Data records:
-.-.-

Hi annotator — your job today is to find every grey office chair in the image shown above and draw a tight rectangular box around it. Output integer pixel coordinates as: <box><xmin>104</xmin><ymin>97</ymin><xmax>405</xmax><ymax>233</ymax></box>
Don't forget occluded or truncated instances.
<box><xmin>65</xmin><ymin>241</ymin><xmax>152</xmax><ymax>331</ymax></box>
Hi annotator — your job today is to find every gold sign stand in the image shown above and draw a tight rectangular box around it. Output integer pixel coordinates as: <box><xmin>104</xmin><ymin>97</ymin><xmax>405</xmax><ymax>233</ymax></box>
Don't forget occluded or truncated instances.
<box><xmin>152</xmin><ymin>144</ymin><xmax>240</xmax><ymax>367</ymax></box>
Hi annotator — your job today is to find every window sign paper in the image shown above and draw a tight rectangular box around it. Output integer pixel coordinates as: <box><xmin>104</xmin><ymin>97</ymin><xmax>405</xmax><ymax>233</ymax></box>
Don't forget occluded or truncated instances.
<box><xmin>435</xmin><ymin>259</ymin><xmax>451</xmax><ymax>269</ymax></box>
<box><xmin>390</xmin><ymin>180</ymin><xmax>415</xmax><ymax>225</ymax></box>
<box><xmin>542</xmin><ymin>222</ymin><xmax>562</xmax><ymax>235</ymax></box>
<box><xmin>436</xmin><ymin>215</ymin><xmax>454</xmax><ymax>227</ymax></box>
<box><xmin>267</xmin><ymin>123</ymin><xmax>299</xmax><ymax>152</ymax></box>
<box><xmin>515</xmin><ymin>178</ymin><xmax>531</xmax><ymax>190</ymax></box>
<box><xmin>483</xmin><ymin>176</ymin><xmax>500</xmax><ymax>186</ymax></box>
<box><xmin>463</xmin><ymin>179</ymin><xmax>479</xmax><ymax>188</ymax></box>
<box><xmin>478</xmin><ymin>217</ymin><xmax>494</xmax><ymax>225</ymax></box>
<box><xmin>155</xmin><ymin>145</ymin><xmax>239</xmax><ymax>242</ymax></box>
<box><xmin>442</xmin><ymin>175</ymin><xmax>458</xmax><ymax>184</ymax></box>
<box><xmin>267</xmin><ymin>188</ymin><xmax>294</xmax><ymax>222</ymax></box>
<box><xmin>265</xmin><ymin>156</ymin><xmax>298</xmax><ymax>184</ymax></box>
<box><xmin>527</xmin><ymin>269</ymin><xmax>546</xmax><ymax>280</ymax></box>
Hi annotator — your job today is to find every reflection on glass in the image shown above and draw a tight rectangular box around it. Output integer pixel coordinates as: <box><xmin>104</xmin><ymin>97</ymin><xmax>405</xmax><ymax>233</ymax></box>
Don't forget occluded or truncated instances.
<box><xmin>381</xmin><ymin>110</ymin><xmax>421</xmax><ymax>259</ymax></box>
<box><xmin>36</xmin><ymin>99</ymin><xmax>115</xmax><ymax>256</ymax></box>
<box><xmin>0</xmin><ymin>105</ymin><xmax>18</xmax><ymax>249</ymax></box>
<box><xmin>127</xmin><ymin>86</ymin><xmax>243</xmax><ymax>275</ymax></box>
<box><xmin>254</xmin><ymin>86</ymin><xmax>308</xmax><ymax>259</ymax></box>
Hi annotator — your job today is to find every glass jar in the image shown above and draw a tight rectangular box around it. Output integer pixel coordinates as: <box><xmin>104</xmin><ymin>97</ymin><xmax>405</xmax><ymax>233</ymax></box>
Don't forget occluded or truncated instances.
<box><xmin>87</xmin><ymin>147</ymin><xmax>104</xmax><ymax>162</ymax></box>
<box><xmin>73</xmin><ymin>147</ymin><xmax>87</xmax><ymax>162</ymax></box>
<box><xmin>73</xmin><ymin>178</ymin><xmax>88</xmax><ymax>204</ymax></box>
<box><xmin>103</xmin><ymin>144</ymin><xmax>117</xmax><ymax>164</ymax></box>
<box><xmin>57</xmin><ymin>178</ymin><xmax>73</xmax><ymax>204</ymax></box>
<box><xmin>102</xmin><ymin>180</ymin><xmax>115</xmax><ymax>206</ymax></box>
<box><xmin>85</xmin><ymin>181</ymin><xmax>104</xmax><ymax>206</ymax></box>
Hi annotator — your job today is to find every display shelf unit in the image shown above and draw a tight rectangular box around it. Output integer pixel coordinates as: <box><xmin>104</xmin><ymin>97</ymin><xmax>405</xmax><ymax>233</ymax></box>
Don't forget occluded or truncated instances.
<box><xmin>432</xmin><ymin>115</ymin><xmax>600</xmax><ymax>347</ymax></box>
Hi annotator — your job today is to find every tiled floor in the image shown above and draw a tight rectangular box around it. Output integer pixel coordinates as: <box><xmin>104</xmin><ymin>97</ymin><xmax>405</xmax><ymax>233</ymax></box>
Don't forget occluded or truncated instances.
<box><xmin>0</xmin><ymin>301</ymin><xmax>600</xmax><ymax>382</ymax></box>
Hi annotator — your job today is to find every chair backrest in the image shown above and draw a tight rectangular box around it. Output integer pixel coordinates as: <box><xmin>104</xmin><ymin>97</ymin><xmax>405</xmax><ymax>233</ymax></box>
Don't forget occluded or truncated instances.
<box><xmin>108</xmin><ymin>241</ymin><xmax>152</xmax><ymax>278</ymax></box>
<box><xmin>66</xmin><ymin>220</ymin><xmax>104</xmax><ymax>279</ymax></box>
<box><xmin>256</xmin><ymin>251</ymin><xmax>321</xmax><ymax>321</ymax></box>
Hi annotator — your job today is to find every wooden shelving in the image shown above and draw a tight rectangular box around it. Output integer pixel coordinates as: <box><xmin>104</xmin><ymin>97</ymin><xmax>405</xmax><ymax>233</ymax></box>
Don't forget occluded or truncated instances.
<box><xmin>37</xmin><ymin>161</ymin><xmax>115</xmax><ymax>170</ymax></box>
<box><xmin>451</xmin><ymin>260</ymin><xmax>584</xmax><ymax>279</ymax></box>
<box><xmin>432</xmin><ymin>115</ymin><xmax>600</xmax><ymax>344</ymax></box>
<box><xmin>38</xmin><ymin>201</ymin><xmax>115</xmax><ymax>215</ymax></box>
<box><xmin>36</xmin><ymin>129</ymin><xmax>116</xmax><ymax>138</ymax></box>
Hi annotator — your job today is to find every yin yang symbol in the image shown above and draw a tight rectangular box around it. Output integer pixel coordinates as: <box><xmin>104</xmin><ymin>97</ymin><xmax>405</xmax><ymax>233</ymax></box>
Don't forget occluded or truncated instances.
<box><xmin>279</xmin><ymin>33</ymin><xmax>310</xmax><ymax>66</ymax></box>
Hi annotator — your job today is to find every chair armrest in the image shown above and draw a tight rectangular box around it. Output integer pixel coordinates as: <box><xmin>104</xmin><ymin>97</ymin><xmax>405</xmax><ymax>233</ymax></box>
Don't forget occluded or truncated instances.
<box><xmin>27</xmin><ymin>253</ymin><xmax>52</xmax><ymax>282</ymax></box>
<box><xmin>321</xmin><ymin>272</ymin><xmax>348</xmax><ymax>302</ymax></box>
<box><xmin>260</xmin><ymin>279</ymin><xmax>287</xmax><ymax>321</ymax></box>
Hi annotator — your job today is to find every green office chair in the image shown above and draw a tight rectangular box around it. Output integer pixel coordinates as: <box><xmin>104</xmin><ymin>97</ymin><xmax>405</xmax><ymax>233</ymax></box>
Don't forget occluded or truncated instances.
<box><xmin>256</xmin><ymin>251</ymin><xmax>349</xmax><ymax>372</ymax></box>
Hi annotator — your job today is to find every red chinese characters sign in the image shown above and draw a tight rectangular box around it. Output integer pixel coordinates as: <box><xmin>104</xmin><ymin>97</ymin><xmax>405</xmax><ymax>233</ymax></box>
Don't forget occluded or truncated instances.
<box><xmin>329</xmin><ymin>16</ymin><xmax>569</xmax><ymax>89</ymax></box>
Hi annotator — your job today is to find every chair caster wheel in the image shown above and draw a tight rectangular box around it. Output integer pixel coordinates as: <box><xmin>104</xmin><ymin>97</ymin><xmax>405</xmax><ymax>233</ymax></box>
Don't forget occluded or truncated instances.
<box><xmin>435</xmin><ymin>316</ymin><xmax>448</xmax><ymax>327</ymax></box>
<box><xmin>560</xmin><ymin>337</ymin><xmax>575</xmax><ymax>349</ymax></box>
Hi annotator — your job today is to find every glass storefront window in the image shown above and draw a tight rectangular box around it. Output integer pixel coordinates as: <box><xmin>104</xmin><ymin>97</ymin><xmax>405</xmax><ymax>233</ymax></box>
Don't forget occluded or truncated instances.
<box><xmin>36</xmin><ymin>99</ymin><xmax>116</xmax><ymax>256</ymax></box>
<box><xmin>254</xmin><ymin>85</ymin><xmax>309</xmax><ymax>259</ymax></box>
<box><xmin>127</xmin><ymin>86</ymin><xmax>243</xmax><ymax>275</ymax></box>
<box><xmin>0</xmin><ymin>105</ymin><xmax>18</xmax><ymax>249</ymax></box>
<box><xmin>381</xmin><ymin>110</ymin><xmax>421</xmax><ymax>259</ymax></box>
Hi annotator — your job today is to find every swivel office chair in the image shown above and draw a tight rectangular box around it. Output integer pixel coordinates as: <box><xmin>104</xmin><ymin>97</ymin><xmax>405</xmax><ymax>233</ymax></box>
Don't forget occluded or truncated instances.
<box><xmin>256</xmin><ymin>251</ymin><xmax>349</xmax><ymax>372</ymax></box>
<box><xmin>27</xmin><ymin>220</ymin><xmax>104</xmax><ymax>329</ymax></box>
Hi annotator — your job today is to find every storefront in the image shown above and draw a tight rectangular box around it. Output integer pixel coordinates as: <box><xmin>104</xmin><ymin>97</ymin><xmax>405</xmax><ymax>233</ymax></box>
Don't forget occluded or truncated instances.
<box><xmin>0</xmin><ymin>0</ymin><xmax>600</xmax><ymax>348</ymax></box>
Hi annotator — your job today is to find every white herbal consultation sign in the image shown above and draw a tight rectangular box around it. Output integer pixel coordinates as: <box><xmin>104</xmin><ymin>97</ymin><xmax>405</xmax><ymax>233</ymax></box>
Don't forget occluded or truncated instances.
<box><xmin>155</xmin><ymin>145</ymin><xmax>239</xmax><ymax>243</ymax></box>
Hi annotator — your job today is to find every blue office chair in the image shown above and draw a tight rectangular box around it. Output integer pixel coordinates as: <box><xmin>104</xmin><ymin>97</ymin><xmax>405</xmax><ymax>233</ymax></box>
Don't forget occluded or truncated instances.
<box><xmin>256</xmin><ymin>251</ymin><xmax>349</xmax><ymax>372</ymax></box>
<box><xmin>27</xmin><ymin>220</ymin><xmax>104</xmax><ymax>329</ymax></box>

-.-.-

Copy out exactly the lines running from the line with "Hi annotator — your job today is to find every white" to the end of the records, inclusive.

Hi annotator — your job today is to find every white herbal consultation sign in the image shown above and draw a tight rectangular box around it. Output integer pixel coordinates as: <box><xmin>104</xmin><ymin>97</ymin><xmax>405</xmax><ymax>233</ymax></box>
Don't forget occluded or truncated instances.
<box><xmin>155</xmin><ymin>145</ymin><xmax>239</xmax><ymax>243</ymax></box>
Hi annotator — your job today is to find every blue office chair in the image shown above and draw a tight rectangular box around it. Output integer pixel coordinates as: <box><xmin>104</xmin><ymin>97</ymin><xmax>405</xmax><ymax>233</ymax></box>
Don't forget occluded or truncated instances.
<box><xmin>256</xmin><ymin>251</ymin><xmax>349</xmax><ymax>372</ymax></box>
<box><xmin>27</xmin><ymin>220</ymin><xmax>104</xmax><ymax>329</ymax></box>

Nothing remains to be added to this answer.